Exercise>
Please reproduce these lines verbatim, everything from the line containing "target | shingled roof" down to the line containing "[(51, 315)]", both of those included, and nothing else.

Information shown>
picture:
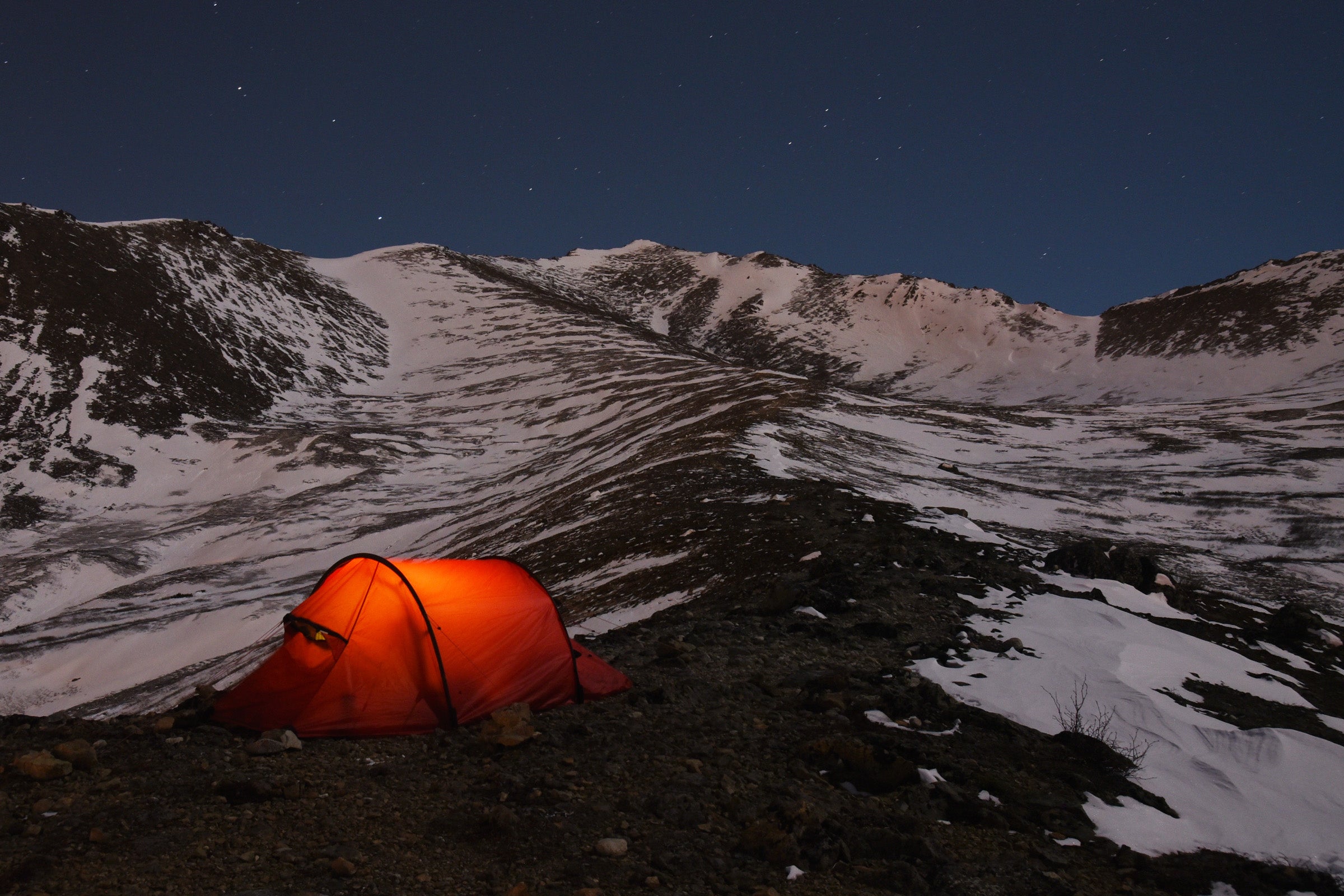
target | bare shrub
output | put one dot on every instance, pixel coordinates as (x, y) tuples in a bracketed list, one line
[(1099, 723)]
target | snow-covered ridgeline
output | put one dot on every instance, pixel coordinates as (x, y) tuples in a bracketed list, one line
[(492, 429), (1262, 329), (1264, 792)]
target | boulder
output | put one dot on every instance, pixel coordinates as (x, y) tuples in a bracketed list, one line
[(1294, 624), (1100, 559), (78, 754), (510, 727), (42, 766), (612, 847)]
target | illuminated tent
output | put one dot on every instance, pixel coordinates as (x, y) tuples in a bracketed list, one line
[(402, 647)]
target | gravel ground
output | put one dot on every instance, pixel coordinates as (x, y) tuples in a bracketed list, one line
[(743, 752)]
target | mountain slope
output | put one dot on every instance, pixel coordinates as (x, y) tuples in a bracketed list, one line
[(146, 324), (590, 426), (902, 335)]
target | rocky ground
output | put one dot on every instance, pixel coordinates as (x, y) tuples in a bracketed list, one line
[(745, 750)]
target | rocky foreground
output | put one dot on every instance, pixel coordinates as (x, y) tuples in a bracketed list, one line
[(746, 759)]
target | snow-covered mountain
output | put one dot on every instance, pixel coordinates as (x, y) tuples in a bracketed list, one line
[(151, 324), (1277, 325), (194, 426)]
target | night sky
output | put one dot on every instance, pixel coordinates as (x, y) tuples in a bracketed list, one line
[(1077, 153)]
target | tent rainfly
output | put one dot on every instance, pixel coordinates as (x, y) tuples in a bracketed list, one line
[(404, 647)]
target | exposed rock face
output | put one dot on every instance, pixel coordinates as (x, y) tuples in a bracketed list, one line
[(1272, 308), (906, 335), (152, 323), (1100, 559)]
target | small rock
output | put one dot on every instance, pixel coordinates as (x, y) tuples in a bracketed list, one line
[(501, 817), (264, 747), (42, 766), (78, 754), (510, 726), (670, 649), (613, 847)]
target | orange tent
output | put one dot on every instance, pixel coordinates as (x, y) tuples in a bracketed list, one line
[(397, 648)]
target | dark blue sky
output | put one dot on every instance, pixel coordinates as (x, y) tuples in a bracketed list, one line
[(1079, 153)]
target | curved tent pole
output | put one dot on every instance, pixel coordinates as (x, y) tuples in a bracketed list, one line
[(429, 625)]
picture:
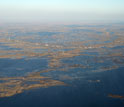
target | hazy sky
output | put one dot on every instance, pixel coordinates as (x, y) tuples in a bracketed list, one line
[(61, 10)]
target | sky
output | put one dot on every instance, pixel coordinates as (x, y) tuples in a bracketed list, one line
[(61, 10)]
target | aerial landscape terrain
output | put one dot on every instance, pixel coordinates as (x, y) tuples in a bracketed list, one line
[(61, 53), (62, 64)]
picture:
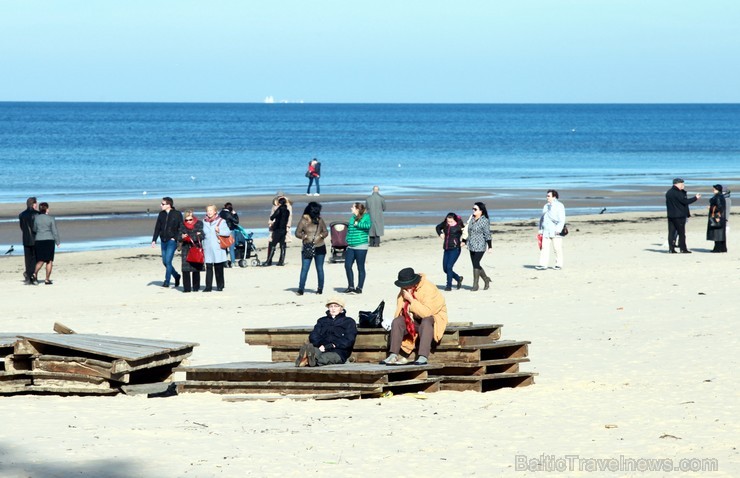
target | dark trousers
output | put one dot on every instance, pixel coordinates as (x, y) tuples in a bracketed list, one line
[(189, 284), (29, 254), (219, 267), (425, 329), (677, 225), (448, 262), (359, 256)]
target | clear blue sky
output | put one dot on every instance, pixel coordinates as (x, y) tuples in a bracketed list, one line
[(429, 51)]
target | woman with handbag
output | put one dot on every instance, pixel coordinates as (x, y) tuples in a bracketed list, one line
[(552, 229), (312, 230), (478, 242), (450, 230), (358, 241), (193, 257), (717, 221), (215, 255)]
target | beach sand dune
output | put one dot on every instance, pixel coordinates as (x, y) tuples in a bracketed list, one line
[(637, 354)]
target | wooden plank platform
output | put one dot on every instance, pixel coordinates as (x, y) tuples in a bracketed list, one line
[(369, 339)]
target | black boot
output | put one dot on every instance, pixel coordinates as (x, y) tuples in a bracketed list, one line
[(281, 261)]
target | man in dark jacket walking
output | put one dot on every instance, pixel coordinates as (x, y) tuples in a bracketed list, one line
[(677, 207), (166, 228), (26, 219), (332, 338)]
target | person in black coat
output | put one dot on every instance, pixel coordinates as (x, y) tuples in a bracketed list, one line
[(279, 228), (677, 207), (717, 220), (167, 229), (332, 338), (229, 215), (26, 219), (450, 230)]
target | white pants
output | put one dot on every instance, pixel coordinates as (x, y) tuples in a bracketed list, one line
[(551, 242)]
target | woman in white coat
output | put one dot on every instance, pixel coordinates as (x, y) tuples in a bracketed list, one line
[(214, 226), (552, 222)]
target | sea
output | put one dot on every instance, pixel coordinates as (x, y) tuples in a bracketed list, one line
[(106, 151), (99, 151)]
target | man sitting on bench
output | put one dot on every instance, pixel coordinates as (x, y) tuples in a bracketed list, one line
[(331, 339), (421, 313)]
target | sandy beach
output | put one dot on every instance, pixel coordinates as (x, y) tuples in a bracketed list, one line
[(636, 352)]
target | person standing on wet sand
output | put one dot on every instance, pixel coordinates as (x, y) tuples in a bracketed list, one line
[(167, 228), (26, 219), (375, 204), (677, 208)]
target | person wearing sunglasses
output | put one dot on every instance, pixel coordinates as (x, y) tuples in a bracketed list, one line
[(167, 228), (478, 242), (191, 235)]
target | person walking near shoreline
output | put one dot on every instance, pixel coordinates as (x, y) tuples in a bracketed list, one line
[(375, 204), (677, 208), (313, 174), (551, 226), (47, 237), (478, 242), (26, 220), (167, 228)]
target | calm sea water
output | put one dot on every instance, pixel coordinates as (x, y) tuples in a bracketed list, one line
[(86, 151)]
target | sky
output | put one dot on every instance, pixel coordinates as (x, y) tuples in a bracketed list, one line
[(380, 51)]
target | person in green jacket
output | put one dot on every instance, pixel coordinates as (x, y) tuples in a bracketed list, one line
[(357, 245)]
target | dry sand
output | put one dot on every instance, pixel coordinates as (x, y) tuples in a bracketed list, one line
[(636, 350)]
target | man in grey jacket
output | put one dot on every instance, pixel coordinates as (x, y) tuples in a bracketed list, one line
[(375, 204)]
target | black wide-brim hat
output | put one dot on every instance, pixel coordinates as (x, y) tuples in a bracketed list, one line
[(407, 277)]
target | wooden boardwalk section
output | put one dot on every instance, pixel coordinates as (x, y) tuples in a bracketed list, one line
[(85, 363), (469, 357)]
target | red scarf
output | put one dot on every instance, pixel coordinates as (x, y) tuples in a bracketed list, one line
[(410, 325)]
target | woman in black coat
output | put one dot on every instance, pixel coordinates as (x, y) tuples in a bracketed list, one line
[(279, 228), (717, 222), (191, 233)]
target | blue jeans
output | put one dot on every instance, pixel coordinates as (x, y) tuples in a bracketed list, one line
[(306, 265), (310, 182), (359, 256), (448, 262), (168, 253)]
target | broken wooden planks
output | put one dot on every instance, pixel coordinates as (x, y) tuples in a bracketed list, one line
[(87, 363), (364, 380)]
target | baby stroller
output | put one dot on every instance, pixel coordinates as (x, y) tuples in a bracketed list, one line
[(244, 247), (338, 232)]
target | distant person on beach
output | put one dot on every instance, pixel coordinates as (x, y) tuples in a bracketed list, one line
[(717, 220), (332, 338), (214, 226), (312, 230), (357, 245), (229, 215), (677, 208), (47, 237), (478, 241), (26, 220), (551, 226), (278, 225), (191, 235), (313, 174), (450, 230), (420, 318), (167, 228), (375, 204)]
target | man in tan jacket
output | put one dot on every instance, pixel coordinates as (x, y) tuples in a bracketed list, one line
[(421, 314)]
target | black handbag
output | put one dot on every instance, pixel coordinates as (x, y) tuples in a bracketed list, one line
[(374, 319)]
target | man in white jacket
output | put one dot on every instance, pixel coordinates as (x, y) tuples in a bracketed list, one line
[(551, 226)]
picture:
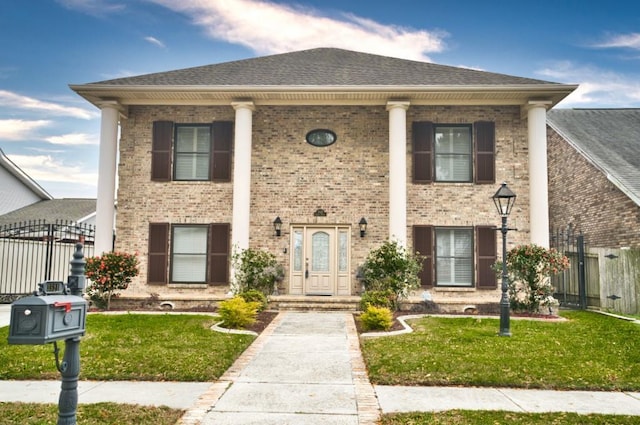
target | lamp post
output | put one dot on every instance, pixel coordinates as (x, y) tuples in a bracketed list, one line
[(504, 200), (277, 226)]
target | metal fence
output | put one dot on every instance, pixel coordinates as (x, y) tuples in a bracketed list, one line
[(579, 286), (35, 251)]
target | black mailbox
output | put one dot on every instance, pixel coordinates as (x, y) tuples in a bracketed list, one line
[(40, 319)]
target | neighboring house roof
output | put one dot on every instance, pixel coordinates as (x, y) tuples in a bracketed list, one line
[(77, 210), (608, 138), (17, 189), (320, 75)]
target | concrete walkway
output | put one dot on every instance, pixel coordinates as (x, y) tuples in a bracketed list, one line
[(306, 368)]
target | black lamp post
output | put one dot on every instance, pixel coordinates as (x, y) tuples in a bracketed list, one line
[(504, 200), (277, 226)]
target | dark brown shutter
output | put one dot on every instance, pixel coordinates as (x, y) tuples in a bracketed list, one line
[(222, 137), (158, 253), (486, 256), (161, 151), (423, 244), (219, 254), (422, 151), (485, 135)]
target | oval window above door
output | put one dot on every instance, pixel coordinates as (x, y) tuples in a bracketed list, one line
[(321, 137)]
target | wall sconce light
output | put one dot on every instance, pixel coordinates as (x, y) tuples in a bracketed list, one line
[(277, 226), (363, 227)]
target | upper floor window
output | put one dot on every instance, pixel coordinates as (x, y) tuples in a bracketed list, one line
[(453, 152), (191, 151)]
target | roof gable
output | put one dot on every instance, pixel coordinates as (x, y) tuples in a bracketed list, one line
[(608, 138)]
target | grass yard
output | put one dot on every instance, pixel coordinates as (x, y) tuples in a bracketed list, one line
[(138, 347), (589, 351), (88, 414), (468, 417)]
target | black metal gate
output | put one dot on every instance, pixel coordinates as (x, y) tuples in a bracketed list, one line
[(579, 286), (35, 251)]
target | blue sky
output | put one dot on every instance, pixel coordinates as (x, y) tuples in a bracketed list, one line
[(45, 45)]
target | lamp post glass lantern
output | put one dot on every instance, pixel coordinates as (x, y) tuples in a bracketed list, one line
[(504, 199)]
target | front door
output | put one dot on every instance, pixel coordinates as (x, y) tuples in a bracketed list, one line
[(320, 260)]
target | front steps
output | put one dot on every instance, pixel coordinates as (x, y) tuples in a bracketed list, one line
[(314, 303)]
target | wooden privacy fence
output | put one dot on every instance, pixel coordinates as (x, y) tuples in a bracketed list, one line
[(35, 251)]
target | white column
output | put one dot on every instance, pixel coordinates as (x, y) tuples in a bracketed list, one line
[(105, 205), (538, 181), (398, 171), (242, 175)]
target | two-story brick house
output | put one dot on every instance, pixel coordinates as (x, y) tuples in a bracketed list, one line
[(320, 139)]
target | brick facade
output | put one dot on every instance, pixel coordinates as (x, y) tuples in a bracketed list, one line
[(292, 179), (581, 195)]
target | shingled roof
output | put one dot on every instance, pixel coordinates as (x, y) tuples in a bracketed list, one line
[(608, 138), (323, 67), (52, 210), (319, 75)]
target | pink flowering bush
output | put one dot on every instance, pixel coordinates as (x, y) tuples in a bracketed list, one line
[(529, 268), (109, 273)]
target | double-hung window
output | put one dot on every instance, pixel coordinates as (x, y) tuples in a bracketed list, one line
[(453, 153), (188, 253), (191, 152), (454, 256)]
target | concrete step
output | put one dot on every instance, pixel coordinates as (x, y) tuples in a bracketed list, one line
[(314, 303)]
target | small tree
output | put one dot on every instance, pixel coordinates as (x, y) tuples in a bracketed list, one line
[(529, 268), (256, 269), (392, 268), (110, 273)]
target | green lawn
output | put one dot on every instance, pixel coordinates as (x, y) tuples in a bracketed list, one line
[(589, 351), (137, 347), (88, 414)]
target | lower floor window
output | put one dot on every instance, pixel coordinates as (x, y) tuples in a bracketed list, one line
[(189, 254), (454, 257)]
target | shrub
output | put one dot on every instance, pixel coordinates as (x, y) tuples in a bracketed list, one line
[(392, 267), (109, 273), (383, 298), (253, 295), (236, 313), (256, 269), (529, 268), (376, 318)]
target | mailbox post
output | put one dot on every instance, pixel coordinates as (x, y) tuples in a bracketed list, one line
[(51, 315)]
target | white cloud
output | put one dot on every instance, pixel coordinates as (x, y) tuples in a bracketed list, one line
[(73, 139), (629, 41), (45, 168), (20, 129), (598, 87), (155, 41), (268, 27), (93, 7), (13, 100)]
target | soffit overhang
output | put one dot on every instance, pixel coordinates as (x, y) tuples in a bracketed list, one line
[(323, 95)]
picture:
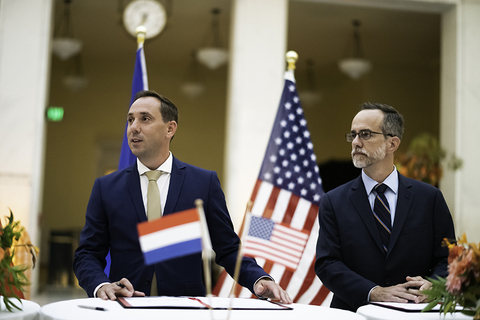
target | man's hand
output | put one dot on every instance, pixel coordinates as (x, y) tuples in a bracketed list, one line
[(122, 288), (267, 288), (416, 285), (403, 292)]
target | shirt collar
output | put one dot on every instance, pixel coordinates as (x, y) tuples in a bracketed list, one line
[(165, 167), (391, 181)]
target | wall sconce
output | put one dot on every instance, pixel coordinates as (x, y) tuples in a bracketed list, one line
[(74, 79), (192, 87), (310, 97), (356, 65), (212, 54), (64, 45)]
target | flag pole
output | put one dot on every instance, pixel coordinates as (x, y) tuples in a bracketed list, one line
[(141, 32), (291, 57), (238, 264), (206, 245)]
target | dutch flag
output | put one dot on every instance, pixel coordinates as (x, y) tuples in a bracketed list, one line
[(174, 235)]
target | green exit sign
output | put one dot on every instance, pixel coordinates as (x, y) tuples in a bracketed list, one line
[(55, 114)]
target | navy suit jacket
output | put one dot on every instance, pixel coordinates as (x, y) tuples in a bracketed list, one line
[(116, 206), (350, 259)]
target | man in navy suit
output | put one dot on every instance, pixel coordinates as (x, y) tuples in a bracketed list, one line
[(352, 259), (118, 203)]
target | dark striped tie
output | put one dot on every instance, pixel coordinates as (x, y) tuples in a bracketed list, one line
[(381, 211)]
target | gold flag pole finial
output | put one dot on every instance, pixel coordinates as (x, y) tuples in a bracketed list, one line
[(141, 34), (291, 58)]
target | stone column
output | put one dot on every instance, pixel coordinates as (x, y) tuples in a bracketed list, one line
[(257, 65), (25, 32), (460, 113)]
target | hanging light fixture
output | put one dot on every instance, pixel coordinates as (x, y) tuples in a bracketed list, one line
[(64, 44), (74, 79), (212, 54), (192, 87), (355, 66), (310, 97)]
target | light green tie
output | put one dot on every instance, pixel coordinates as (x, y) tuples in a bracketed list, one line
[(154, 210)]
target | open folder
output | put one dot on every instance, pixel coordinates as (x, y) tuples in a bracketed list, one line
[(199, 303)]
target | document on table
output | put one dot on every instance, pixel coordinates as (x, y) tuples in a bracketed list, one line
[(409, 307), (200, 303)]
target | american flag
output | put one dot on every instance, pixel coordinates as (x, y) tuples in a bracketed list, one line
[(288, 191), (275, 242)]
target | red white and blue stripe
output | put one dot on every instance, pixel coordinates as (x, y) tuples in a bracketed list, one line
[(172, 236)]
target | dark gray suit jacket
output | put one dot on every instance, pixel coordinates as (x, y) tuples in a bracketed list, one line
[(350, 258)]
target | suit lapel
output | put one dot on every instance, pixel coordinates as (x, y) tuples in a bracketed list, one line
[(359, 199), (404, 204), (176, 182), (133, 185)]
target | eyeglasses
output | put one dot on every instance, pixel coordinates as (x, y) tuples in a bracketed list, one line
[(364, 135)]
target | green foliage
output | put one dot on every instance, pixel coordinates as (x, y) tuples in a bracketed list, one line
[(448, 301), (11, 277)]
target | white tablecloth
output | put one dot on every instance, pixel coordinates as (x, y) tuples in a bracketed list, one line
[(69, 310), (30, 311), (371, 312)]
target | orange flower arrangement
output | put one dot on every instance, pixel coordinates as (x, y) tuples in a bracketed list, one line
[(423, 160), (462, 286), (12, 278)]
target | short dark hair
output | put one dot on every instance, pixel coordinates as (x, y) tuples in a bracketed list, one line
[(168, 110), (392, 120)]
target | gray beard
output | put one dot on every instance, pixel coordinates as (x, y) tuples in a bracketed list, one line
[(366, 160)]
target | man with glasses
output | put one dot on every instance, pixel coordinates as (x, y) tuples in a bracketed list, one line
[(381, 233)]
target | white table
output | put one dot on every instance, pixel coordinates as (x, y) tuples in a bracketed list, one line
[(69, 310), (30, 310), (372, 312)]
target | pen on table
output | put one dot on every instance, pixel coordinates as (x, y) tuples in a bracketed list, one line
[(92, 308)]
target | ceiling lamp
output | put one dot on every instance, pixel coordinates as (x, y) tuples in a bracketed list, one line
[(192, 87), (355, 65), (212, 54), (64, 45)]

Written solution>
target | shingled roof
output | put one dot on every instance, pixel coordinates as (x, y) tuples in a bracketed list, one line
[(608, 138), (323, 67), (52, 210), (319, 75)]
target | pink flowering bush
output | put one dot on every instance, pixel coordinates as (x, y) tuples in a bracketed list, one line
[(529, 268), (109, 273)]
target | double-hung window
output | put one dot on every instance, pixel coordinates as (x, y) tuples in a bracketed list, one line
[(453, 153), (188, 253), (191, 152), (454, 256)]
target | concrete step
output | put one dot on every instance, pixel coordinates as (x, y) tuples in a bracketed list, one line
[(314, 303)]
target | small tree
output | put one dot on every instance, pixel coordinates as (x, y) tuples in a bracketed list, one line
[(529, 268), (256, 269), (392, 268), (110, 273)]
target | green lawn
output | put one dot on every instance, pixel coordinates as (x, y) tuples in a bracketed list, one line
[(589, 351), (137, 347), (88, 414)]
target | lower floor window
output | put one dot on every instance, pixel coordinates as (x, y) tuples in a bracketed list, one line
[(189, 254), (454, 257)]
target | shrub
output | put one dot on every instance, pixel coordinates as (x, y) tuples in a bracketed list, one line
[(392, 267), (109, 273), (383, 298), (253, 295), (236, 313), (256, 269), (529, 268), (376, 318)]
target | mailbox post
output | put one dot on every instance, pixel coordinates as (x, y) tuples in a bracketed list, one line
[(51, 315)]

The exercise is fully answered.